EXCERPT PROVIDED:
++++++

The 2016–17 BCHL season was the 55th season of the British Columbia Hockey League (BCHL). The seventeen teams from the Interior, Island and Mainland divisions played 58-game schedules. The 2016 BCHL Showcase, hosted in Chilliwack, was held shortly after the start of the season from September 21 to 25, 2016.

In March, the top teams from each division plays for the Fred Page Cup, the BCHL Championship. The league champion then moved on to compete in the Western Canadian Junior A championship, the Western Canada Cup, in Penticton, British Columbia. If successful against the winners of the Alberta Junior Hockey League, Saskatchewan Junior Hockey League, Manitoba Junior Hockey League and the 2017 Western Canada Cup hosts, the Penticton Vees, the champion and runner-up would then move on to play for the Canadian Junior Hockey League championship, the Royal Bank Cup, in Coburg, Ontario. Since the Vees won the Fred Page Cup, their opponents in the finals, the Chilliwack Chiefs, represented the BCHL in the Western Canada Cup.

League changes
The Fred Page Cup playoff format changed to:
The top four teams in the mainland and island division, and top five teams in the interior division, qualify for the playoffs
The final sixth spot in the interior division can be claimed by whoever finishes higher in the standings between the sixth place interior team and the fifth place mainland team.
The top two teams in the interior division receive a first round bye.
Each series is a best-of-seven
The three team round robin semifinal has been eliminated.

Standings
Note:  GP = Games Played, W = Wins, L = Losses, T = Ties, OTL = Overtime Losses, Pts = Points

Standings listed on the official league website.

++++++

RECORDED INFORMATION:
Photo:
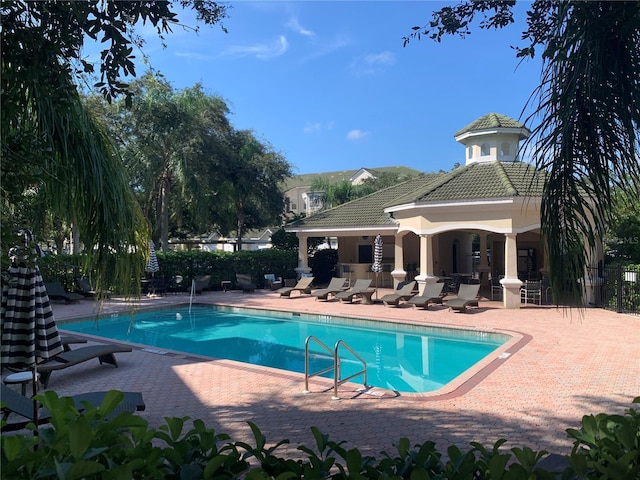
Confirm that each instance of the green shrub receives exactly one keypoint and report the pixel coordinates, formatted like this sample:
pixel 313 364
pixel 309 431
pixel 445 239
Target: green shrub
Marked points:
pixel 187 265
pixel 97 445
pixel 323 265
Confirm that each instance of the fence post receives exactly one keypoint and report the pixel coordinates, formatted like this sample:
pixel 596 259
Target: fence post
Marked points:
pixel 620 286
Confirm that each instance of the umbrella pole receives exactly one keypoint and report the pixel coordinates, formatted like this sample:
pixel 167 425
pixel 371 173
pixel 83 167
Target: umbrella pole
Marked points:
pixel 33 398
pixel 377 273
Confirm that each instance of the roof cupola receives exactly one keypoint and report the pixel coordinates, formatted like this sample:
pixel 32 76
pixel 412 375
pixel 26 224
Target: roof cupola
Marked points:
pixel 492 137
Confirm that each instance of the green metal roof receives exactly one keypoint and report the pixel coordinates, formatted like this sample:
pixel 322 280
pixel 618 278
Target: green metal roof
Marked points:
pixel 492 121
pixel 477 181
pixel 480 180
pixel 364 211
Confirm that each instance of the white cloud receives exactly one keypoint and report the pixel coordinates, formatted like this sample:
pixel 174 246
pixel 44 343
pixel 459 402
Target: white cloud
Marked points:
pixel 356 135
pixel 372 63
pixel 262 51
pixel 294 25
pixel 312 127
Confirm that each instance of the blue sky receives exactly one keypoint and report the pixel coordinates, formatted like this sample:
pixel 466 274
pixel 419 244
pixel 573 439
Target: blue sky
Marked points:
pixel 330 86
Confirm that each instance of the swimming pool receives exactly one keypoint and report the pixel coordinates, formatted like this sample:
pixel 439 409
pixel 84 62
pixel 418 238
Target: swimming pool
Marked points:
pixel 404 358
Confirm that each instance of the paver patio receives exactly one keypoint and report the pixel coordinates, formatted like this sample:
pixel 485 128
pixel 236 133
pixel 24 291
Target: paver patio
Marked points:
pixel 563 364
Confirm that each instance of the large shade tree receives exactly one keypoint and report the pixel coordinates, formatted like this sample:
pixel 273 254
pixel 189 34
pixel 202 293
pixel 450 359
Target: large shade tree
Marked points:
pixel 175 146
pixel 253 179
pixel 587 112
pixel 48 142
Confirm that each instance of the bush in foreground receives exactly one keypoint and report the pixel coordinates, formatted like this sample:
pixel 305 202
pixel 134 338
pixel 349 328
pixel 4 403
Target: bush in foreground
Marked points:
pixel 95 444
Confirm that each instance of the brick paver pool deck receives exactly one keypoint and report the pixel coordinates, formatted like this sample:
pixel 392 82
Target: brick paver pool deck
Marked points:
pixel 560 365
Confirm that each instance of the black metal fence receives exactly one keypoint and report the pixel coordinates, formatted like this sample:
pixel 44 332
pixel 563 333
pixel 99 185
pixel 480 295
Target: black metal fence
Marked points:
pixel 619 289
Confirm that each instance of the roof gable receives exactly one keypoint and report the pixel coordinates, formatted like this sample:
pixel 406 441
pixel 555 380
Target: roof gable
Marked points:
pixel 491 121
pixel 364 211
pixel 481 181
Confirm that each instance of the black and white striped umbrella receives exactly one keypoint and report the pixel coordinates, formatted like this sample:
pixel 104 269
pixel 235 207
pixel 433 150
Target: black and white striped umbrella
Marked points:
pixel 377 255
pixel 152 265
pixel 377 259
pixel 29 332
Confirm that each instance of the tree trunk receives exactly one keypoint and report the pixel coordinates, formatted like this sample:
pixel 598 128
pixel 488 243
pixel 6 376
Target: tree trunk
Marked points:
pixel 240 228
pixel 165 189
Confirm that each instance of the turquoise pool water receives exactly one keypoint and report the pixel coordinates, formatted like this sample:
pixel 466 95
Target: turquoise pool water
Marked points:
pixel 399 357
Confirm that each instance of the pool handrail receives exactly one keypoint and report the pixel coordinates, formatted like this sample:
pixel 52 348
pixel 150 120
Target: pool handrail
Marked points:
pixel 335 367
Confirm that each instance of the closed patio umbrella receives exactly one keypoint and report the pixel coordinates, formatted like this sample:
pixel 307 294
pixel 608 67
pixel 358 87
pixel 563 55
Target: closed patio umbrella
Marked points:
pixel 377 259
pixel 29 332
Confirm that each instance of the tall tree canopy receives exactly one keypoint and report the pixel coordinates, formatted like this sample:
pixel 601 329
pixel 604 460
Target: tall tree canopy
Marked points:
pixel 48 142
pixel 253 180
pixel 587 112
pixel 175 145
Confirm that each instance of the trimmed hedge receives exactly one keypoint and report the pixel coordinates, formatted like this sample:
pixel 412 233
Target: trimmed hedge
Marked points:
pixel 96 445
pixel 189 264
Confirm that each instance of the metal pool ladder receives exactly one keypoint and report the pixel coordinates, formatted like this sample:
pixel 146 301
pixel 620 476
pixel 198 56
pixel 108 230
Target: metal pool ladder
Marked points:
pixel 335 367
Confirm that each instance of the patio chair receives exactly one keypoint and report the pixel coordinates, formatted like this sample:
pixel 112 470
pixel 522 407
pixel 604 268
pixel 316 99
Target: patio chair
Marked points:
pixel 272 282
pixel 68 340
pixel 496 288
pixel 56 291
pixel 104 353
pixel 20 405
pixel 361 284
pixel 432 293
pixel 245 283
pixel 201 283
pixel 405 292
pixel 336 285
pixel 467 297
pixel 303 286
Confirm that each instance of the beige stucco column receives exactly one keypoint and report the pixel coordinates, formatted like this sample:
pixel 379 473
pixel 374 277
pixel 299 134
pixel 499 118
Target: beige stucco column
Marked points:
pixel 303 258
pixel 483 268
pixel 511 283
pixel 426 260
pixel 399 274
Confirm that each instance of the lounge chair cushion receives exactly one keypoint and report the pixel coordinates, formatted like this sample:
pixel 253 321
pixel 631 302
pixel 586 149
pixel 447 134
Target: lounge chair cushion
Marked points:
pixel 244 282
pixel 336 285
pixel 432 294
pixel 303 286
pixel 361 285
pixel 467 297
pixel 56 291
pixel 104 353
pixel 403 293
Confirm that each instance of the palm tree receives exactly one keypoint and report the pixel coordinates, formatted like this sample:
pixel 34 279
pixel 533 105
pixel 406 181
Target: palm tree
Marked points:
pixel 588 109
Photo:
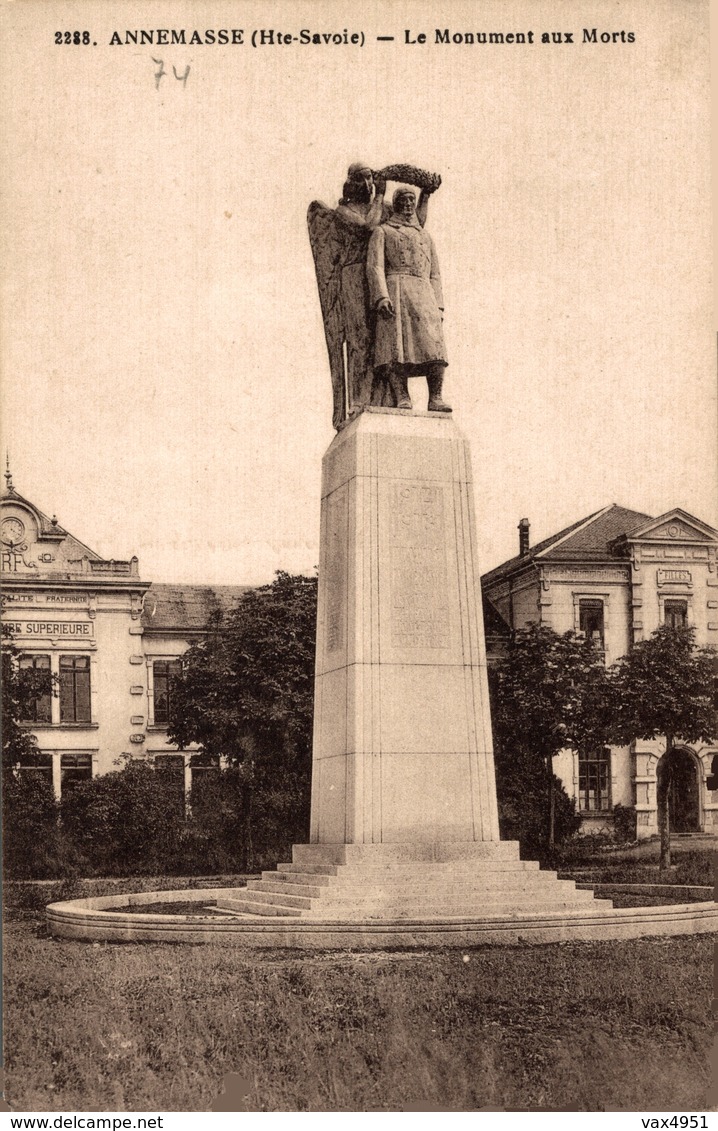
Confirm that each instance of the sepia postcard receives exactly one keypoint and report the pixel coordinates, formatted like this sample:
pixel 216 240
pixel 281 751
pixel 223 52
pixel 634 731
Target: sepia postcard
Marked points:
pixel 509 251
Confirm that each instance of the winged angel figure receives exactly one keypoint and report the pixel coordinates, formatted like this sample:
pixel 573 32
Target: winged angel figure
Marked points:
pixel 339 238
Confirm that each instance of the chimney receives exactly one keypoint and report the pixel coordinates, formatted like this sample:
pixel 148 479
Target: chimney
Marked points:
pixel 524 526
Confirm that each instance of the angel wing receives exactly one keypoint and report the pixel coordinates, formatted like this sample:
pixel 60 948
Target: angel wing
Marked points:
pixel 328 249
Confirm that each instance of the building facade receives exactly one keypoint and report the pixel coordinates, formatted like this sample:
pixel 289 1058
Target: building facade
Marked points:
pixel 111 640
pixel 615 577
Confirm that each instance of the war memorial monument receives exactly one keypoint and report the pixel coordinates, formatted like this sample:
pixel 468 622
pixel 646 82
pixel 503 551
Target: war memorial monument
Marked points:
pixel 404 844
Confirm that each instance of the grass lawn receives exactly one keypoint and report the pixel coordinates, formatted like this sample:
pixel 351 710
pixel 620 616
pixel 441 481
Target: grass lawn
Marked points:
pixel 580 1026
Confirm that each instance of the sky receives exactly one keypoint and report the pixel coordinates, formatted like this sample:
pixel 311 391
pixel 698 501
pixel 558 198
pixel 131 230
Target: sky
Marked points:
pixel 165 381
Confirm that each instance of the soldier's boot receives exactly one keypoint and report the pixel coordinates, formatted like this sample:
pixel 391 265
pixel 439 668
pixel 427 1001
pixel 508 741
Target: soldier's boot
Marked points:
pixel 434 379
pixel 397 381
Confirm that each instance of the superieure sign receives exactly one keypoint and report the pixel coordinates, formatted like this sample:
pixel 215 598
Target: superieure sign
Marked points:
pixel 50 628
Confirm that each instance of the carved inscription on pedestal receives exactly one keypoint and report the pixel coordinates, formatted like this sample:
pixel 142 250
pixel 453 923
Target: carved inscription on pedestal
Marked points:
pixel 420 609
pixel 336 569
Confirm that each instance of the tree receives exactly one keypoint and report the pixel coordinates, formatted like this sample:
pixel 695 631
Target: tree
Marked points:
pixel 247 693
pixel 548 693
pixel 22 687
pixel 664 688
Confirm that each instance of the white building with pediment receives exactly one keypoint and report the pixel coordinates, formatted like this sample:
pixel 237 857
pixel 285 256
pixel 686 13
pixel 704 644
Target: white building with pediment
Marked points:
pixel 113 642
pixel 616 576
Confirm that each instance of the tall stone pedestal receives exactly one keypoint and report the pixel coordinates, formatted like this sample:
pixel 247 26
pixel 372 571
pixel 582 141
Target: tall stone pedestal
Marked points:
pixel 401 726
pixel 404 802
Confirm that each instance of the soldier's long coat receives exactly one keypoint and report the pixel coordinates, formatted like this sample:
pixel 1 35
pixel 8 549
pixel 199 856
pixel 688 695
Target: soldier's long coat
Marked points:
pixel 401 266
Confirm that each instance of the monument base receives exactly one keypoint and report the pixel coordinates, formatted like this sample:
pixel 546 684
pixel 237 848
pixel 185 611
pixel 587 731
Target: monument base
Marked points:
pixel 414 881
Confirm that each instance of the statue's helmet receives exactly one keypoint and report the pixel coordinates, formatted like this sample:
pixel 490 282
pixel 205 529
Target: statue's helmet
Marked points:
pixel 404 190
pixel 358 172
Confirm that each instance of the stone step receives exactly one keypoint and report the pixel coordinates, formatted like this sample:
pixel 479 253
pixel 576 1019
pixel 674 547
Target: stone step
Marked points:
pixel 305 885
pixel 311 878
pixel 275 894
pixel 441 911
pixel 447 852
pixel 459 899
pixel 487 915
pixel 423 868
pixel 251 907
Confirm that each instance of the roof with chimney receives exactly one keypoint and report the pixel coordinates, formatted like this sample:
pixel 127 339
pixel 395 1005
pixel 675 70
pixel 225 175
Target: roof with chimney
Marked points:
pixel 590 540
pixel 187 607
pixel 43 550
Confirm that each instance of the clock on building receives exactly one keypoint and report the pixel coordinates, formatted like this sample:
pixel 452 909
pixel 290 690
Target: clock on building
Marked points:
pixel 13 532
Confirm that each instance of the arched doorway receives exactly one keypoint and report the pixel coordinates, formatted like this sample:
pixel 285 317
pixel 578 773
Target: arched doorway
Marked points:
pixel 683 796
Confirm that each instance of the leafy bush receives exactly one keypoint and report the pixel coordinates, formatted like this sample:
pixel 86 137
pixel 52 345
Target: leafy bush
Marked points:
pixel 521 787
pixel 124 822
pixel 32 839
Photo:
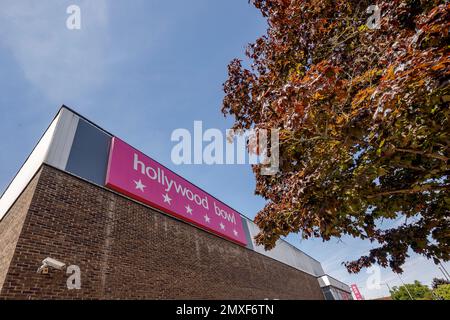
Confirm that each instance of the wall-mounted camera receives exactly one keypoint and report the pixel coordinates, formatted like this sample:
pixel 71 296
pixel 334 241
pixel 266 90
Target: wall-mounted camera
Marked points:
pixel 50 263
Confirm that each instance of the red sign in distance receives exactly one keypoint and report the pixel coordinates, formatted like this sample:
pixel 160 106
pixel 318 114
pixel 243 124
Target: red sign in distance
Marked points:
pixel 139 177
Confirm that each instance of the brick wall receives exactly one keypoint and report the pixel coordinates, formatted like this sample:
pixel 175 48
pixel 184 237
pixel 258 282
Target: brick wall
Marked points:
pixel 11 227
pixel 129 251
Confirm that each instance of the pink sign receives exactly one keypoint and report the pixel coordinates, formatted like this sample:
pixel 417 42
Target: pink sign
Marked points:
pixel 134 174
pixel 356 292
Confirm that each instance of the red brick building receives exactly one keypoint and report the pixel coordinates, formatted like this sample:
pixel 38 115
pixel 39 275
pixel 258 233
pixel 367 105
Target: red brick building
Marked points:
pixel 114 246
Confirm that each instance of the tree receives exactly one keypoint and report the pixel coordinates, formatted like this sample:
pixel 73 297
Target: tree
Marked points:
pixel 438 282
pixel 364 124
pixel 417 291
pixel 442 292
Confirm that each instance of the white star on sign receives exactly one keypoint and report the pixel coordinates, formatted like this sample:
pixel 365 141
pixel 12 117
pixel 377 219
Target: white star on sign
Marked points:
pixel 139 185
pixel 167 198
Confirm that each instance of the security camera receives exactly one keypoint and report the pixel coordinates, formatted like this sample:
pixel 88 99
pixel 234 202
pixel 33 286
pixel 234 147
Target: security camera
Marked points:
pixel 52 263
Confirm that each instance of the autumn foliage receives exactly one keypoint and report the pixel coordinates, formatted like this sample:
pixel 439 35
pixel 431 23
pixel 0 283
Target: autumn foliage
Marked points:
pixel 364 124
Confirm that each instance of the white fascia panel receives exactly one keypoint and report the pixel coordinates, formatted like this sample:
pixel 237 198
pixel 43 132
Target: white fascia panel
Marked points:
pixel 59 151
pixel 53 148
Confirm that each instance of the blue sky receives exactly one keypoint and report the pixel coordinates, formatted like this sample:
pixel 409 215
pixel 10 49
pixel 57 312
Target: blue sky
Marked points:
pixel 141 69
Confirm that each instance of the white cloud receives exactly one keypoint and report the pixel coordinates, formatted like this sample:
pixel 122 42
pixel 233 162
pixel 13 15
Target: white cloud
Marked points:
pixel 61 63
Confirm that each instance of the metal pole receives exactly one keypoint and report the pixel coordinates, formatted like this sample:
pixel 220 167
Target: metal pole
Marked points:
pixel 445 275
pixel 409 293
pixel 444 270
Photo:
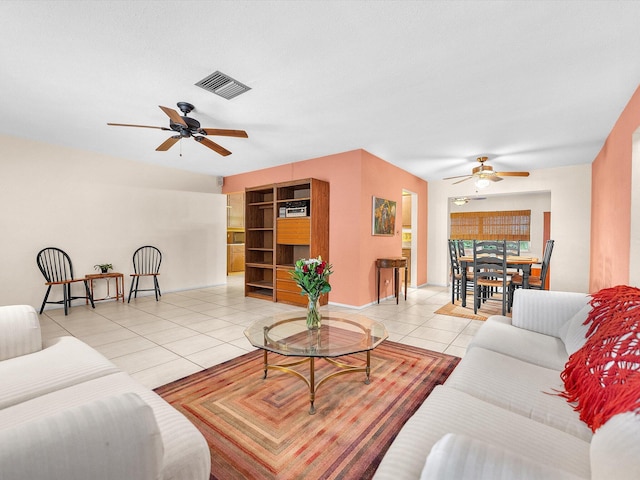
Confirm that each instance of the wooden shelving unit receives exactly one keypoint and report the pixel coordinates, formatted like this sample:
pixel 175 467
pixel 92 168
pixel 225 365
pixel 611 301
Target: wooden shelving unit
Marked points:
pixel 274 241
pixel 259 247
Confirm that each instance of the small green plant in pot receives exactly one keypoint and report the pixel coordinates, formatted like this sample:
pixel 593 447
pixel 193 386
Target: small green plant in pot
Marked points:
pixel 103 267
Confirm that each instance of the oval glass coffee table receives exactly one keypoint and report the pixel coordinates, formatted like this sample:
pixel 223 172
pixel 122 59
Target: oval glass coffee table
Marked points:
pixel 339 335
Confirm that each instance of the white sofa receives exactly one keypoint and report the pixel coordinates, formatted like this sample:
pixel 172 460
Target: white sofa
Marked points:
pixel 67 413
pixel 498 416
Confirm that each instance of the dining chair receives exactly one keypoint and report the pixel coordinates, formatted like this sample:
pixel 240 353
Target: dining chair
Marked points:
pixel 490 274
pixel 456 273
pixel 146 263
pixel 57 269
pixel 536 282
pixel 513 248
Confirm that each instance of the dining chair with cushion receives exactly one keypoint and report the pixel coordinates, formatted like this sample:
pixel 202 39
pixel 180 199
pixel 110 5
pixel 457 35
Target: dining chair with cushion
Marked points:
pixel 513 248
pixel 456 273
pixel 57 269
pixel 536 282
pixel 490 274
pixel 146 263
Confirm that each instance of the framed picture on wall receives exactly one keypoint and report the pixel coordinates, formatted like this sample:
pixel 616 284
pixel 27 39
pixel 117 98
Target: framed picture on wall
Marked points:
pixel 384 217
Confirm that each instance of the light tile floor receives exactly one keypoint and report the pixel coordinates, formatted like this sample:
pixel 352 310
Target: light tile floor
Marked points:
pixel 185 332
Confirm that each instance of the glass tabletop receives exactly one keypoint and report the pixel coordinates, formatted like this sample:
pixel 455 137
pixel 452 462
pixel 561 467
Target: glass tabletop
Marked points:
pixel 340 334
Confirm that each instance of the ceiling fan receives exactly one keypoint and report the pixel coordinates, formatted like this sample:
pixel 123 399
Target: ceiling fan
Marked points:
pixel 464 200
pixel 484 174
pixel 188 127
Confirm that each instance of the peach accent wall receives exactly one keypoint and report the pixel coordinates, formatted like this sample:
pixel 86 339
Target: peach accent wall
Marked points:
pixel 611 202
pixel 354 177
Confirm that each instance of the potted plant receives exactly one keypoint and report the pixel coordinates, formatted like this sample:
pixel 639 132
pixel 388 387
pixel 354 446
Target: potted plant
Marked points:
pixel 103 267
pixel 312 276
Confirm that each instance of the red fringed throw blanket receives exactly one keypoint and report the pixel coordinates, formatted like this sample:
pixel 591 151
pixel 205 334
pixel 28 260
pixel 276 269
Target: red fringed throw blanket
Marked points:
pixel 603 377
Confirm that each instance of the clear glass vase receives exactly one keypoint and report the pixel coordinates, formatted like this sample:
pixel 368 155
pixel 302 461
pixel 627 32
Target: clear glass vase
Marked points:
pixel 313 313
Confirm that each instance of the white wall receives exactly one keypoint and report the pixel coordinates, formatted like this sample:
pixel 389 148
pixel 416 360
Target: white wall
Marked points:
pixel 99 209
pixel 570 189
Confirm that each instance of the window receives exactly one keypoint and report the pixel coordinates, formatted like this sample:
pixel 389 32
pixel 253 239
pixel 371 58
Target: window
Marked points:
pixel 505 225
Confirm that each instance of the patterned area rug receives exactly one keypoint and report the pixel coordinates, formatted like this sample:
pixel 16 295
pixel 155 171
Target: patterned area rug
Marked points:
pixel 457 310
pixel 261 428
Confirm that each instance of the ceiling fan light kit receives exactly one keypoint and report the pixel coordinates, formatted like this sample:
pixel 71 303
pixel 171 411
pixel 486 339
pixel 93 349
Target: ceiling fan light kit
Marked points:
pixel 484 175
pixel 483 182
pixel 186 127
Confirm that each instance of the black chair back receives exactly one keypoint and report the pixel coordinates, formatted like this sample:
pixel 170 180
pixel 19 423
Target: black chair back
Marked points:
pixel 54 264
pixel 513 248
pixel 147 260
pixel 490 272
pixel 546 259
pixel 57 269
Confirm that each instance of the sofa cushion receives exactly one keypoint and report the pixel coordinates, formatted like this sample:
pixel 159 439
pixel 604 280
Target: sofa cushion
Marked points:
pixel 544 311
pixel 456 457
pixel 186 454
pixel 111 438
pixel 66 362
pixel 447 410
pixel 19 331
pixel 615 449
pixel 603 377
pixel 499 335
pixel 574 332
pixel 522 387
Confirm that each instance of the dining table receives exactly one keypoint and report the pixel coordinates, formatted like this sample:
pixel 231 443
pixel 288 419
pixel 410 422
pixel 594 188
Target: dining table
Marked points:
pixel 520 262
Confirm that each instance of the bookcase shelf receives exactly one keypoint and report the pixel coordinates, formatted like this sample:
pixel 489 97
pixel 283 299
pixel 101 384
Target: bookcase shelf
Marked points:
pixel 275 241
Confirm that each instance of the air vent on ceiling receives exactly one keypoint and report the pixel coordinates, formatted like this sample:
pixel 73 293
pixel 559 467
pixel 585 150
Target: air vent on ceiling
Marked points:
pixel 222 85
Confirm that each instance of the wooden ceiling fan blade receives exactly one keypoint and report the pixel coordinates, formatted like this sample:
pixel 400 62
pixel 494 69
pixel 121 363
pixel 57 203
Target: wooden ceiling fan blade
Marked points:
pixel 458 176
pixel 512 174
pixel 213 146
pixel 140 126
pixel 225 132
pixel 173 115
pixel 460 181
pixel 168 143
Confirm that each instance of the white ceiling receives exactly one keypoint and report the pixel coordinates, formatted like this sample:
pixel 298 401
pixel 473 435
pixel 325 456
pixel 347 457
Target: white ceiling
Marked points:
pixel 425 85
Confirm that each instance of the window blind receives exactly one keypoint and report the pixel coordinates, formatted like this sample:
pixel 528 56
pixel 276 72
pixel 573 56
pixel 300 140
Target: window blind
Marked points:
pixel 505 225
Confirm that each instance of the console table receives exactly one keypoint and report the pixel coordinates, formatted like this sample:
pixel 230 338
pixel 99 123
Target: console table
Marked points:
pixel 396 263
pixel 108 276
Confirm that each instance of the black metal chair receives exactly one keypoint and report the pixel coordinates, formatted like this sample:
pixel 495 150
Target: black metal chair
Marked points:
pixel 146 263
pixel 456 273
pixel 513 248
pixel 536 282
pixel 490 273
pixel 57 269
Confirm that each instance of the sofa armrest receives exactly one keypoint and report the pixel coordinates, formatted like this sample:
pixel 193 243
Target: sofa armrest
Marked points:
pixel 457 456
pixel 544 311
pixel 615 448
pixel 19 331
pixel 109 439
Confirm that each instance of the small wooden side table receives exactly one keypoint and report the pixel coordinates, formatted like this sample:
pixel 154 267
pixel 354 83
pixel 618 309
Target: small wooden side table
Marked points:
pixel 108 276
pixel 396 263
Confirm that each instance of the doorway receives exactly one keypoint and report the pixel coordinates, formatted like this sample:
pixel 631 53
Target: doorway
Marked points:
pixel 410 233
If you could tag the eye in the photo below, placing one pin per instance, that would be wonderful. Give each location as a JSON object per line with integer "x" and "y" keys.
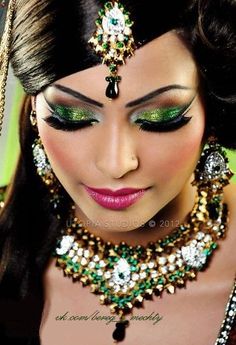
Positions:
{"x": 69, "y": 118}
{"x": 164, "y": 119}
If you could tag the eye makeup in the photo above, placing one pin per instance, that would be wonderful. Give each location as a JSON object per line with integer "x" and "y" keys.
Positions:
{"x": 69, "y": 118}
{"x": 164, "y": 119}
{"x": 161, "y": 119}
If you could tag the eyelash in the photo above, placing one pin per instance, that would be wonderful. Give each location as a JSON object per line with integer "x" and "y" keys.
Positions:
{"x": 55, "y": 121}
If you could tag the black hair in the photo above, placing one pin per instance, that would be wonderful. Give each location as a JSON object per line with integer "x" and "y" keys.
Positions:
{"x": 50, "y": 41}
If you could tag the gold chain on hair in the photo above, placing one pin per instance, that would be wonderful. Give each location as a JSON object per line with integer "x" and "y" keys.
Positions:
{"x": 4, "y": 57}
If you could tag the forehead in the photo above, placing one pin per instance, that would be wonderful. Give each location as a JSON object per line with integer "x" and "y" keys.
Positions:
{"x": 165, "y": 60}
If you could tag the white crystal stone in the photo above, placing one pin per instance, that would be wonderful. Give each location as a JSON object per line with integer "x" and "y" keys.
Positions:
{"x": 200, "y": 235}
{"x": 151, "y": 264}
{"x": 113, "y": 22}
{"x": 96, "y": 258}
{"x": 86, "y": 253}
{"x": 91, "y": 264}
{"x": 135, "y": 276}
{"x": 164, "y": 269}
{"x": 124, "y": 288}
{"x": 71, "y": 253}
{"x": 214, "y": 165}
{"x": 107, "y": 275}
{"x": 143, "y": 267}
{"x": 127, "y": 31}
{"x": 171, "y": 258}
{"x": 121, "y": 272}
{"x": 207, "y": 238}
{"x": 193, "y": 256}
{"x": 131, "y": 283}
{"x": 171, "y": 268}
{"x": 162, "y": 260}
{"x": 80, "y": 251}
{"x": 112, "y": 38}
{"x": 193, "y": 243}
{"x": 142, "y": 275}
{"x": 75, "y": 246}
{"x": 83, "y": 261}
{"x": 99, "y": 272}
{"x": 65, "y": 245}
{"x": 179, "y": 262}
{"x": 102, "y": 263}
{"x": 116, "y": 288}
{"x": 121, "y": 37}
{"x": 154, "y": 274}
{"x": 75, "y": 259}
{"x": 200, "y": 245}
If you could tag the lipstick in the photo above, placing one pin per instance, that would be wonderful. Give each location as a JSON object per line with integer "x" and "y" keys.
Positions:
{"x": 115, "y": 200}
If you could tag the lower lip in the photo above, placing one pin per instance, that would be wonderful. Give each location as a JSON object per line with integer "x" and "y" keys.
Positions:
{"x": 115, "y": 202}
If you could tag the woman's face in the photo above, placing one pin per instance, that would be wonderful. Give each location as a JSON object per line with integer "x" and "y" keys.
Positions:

++++++

WORK TO COMPLETE: Copy the passage on the 2016–17 BCHL season word for word, between "In March, the" and "Western Canada Cup.", inclusive. These items have nothing to do with what follows.

EXPECTED OUTPUT:
In March, the top teams from each division plays for the Fred Page Cup, the BCHL Championship. The league champion then moved on to compete in the Western Canadian Junior A championship, the Western Canada Cup, in Penticton, British Columbia. If successful against the winners of the Alberta Junior Hockey League, Saskatchewan Junior Hockey League, Manitoba Junior Hockey League and the 2017 Western Canada Cup hosts, the Penticton Vees, the champion and runner-up would then move on to play for the Canadian Junior Hockey League championship, the Royal Bank Cup, in Coburg, Ontario. Since the Vees won the Fred Page Cup, their opponents in the finals, the Chilliwack Chiefs, represented the BCHL in the Western Canada Cup.